* _What you should do_
Except for the images, repeat the entries below word for word.

* _Given records_
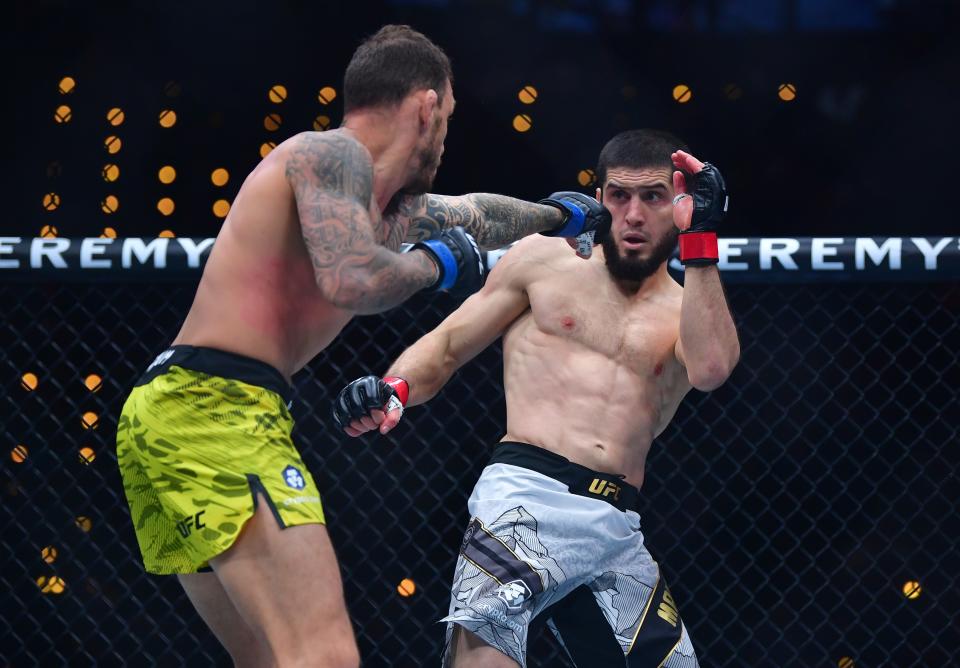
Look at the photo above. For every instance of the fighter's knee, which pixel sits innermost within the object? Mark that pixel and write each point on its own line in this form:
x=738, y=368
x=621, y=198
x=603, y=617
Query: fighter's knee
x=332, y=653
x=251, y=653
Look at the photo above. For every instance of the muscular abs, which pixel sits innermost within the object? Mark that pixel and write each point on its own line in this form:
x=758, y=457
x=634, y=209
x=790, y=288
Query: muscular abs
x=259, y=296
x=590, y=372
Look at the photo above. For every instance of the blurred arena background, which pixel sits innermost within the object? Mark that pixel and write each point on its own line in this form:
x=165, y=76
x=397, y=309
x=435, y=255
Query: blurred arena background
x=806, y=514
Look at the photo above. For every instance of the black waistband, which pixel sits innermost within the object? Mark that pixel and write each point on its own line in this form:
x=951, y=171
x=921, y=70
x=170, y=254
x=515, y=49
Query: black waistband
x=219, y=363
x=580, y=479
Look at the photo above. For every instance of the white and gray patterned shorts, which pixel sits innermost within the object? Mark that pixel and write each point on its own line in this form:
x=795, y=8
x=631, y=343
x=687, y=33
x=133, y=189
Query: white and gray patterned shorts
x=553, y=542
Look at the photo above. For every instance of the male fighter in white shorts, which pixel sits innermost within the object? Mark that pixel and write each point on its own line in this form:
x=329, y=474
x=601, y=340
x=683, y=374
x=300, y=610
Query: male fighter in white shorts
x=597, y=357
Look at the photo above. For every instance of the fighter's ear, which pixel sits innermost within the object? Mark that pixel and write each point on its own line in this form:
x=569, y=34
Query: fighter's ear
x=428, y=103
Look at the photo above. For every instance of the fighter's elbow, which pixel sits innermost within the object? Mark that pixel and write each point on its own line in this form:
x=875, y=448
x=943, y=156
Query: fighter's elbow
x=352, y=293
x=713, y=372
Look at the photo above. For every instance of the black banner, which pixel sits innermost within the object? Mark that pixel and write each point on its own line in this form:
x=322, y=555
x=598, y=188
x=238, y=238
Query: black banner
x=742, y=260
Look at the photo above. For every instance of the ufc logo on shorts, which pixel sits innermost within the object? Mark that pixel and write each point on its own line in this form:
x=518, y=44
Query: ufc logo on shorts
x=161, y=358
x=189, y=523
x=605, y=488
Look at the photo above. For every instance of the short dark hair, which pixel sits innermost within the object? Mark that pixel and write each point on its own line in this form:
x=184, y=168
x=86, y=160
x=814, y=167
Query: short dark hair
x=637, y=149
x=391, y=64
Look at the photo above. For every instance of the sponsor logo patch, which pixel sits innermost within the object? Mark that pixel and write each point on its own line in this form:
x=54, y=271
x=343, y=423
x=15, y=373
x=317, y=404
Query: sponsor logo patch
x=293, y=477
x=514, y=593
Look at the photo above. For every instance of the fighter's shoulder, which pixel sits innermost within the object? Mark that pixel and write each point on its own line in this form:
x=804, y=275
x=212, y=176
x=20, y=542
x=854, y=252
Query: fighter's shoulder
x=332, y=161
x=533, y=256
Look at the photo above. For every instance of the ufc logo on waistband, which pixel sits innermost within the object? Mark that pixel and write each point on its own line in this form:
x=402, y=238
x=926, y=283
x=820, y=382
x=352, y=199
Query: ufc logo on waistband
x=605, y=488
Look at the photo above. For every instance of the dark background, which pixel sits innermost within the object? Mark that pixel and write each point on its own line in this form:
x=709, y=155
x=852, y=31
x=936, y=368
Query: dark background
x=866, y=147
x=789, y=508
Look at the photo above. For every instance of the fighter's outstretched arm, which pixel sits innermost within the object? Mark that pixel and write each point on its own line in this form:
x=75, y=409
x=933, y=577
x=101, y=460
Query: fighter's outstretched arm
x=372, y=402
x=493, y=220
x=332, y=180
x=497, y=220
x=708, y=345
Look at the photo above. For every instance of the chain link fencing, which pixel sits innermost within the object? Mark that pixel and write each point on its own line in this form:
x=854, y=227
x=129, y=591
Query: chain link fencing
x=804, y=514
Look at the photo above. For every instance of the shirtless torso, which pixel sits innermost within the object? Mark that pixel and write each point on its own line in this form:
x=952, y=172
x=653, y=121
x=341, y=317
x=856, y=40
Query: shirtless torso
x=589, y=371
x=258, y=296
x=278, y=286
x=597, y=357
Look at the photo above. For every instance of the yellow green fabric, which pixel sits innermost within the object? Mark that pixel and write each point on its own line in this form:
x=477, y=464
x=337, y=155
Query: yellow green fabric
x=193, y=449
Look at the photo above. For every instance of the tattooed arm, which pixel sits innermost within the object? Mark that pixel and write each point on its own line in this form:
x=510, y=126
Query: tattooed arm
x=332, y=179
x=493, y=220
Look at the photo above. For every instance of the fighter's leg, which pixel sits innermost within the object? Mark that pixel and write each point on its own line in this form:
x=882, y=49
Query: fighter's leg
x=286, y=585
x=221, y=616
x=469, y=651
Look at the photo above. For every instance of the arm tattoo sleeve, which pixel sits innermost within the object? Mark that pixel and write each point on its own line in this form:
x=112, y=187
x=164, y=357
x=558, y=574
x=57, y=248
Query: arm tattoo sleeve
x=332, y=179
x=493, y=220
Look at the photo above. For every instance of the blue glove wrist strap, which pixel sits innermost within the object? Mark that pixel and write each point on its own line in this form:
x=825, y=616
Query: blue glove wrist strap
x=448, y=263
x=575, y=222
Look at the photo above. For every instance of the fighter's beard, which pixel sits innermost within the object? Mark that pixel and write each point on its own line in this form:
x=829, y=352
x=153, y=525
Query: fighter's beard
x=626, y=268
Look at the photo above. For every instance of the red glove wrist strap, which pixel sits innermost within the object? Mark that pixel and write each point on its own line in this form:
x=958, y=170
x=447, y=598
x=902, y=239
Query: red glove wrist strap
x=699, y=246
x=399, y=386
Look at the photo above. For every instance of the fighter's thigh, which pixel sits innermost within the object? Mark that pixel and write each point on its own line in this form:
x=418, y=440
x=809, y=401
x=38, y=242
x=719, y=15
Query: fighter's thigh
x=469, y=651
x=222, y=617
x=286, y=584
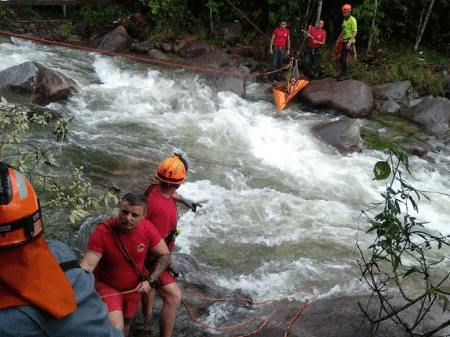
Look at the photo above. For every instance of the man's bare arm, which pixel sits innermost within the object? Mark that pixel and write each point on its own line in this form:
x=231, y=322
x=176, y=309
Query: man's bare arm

* _Task output_
Look at the photo above. For every instance of the fighter's knee, which pixel sits innermost within the object? Mark that pixel and write each point on its own line in this form:
x=738, y=368
x=621, y=198
x=603, y=617
Query: fighter's knee
x=332, y=653
x=251, y=653
Look at the photo above. For every instance of the muscular abs, which pixel sits innermost within the object? Mark that pixel and write each point on its own line in this form:
x=758, y=457
x=634, y=209
x=790, y=288
Query: muscular abs
x=259, y=296
x=590, y=372
Look at the photo above. For every instance of the blurred arena background, which pixel sits innermost within the object? Mark that pixel and write each point on its own line in this form:
x=165, y=76
x=397, y=309
x=435, y=255
Query: blurred arena background
x=806, y=514
Look at the photo above. For every instance of the black waistband, which pixel sits innermost within the object? Mark that pixel and write each point on its own line in this form:
x=951, y=171
x=921, y=70
x=170, y=254
x=515, y=49
Query: black waistband
x=219, y=363
x=580, y=479
Look at the photo above. For every instance of the white and gray patterned shorts, which pixel sits innermost within the object? Mark that pixel and write each point on its own line in this form:
x=795, y=8
x=631, y=343
x=687, y=33
x=133, y=189
Query: white and gray patterned shorts
x=553, y=542
Look at the photo above. For every instance of the male fighter in white shorts, which pixel sits innermost within the object? Mark that pixel and write each point on its own line in this form:
x=329, y=474
x=601, y=340
x=683, y=374
x=300, y=610
Query: male fighter in white shorts
x=597, y=357
Look at the photo above. For every instance of the fighter's ear, which pixel sits innermost within the object? Mark that pixel and write each point on its own line in this form:
x=569, y=34
Query: fighter's ear
x=428, y=103
Look at the photo above. For every instance of the fighter's elbow, which pixel sits innermost within the object? Mark that pixel and write each point on its own line in this form:
x=875, y=448
x=943, y=156
Query: fighter's elbow
x=352, y=293
x=713, y=372
Look at the photo above. For every instance of the black banner, which pixel sits innermost within the object? Mark that pixel and write each point on its own line in this form:
x=322, y=555
x=598, y=188
x=238, y=238
Query: black banner
x=742, y=260
Look at the photo above. For every instance of the ufc logo on shorts, which pixel sits innermost within the object? Mark that pixel and write each point on its own line in this form:
x=518, y=44
Query: ufc logo on shorts
x=161, y=358
x=189, y=523
x=605, y=488
Look at the photo above. For every instance of the short dark hair, which pixel sits innermost within the object? Mark that pixel and write each point on its own line in this form:
x=184, y=168
x=86, y=160
x=814, y=167
Query: short dark hair
x=637, y=149
x=391, y=64
Look at the photo above. For every instance of the sponsor logo patch, which pixel sits innermost within the object? Mark that pixel and write each point on its own line in this form:
x=54, y=271
x=343, y=423
x=15, y=373
x=317, y=404
Query: sponsor logo patch
x=293, y=477
x=514, y=593
Look at the photo above. For every instance of the fighter's shoulder, which pixel sits innermost within the object? Mark that pixel and write each point on its own line in this form:
x=804, y=275
x=212, y=176
x=20, y=542
x=854, y=252
Query: fighter's shoulder
x=332, y=161
x=533, y=256
Look at the photo above. For every instance of the ufc logo on waistband, which pixel sits innermost within the object? Mark that pixel and write each point on its own line in this form:
x=402, y=238
x=926, y=283
x=820, y=382
x=352, y=199
Query: ufc logo on waistband
x=605, y=488
Look at the photo above. For every instance of the dark background, which pixel sits innermost within the object? Mark that pixel and write each point on its own line in this form:
x=709, y=155
x=852, y=31
x=936, y=368
Query: dark background
x=866, y=147
x=789, y=508
Look at the photo above. For every instance of the fighter's outstretched arm, which pixel sits innermost within the object? Mark that pixel and write each point on its own line in this form:
x=75, y=409
x=933, y=577
x=101, y=460
Query: fighter's outstretched arm
x=372, y=402
x=493, y=220
x=332, y=180
x=497, y=220
x=708, y=345
Look at the photo above. For every instance of the chain link fencing, which pixel sits innermost within the object? Mark that pixel and write each point on its own line in this form:
x=854, y=227
x=129, y=591
Query: chain link fencing
x=804, y=514
Look at the photo above. For every instance of the shirtless torso, which pixel sits innermost within the object? Mark that pixel and write each point on its own line in this form:
x=952, y=172
x=653, y=121
x=341, y=317
x=856, y=40
Query: shirtless torso
x=589, y=371
x=258, y=296
x=278, y=286
x=597, y=357
Look at the photo above. For every instance of the yellow green fabric, which pixel sits innermost within the object? Mark that pixel and write each point on its own line in this form:
x=477, y=464
x=337, y=155
Query: yellow green fabric
x=193, y=449
Look at the photo above. For every instance of the tattooed arm, which pixel sits innermost within the object? Mark that pixel and write each point on its own line in this form:
x=510, y=126
Query: tattooed arm
x=332, y=179
x=493, y=220
Look at the photo above. For every instance of the fighter's leg, which pixel sits innermost within the object? Mark that pixel and write each point on its own line in this form:
x=882, y=49
Query: fighter's leg
x=286, y=585
x=221, y=616
x=469, y=651
Look at the photo above. For every instance of the arm tattoo sleeve, which pixel sits innermost within the object? Mark that pixel and write each point on its own line in this form:
x=112, y=187
x=164, y=357
x=558, y=574
x=57, y=248
Query: arm tattoo sleeve
x=332, y=179
x=493, y=220
Look at the photo above. For every instance of the blue glove wrist strap, which pixel sits innermost within the object? Mark that pixel and write each point on its own line in this form:
x=825, y=616
Query: blue glove wrist strap
x=448, y=263
x=575, y=222
Look at the photo above. For every instance of the fighter's beard, which pixel sits innermost within the object? Mark that pixel and write each point on its own line in this form:
x=829, y=352
x=153, y=525
Query: fighter's beard
x=626, y=268
Look at the photo above. For every instance of the red glove wrist strap, which pixel sits innermost within the object? Mark that pixel and write each point on its own line in this form:
x=958, y=170
x=447, y=598
x=902, y=239
Query: red glove wrist strap
x=699, y=246
x=399, y=386
Look at the photo above. For every instance of the fighter's thigh, which pixel sits innermost within the object? Mark that pixel and write each point on its own line in this form:
x=418, y=440
x=809, y=401
x=38, y=242
x=719, y=15
Query: fighter's thigh
x=469, y=651
x=222, y=617
x=286, y=584
Look at the photo above. For every instance of the man's bare arm, which pixel sits innermost within the object? Mark that pixel and write each point on its own line in this form:
x=231, y=322
x=176, y=309
Query: man's bare arm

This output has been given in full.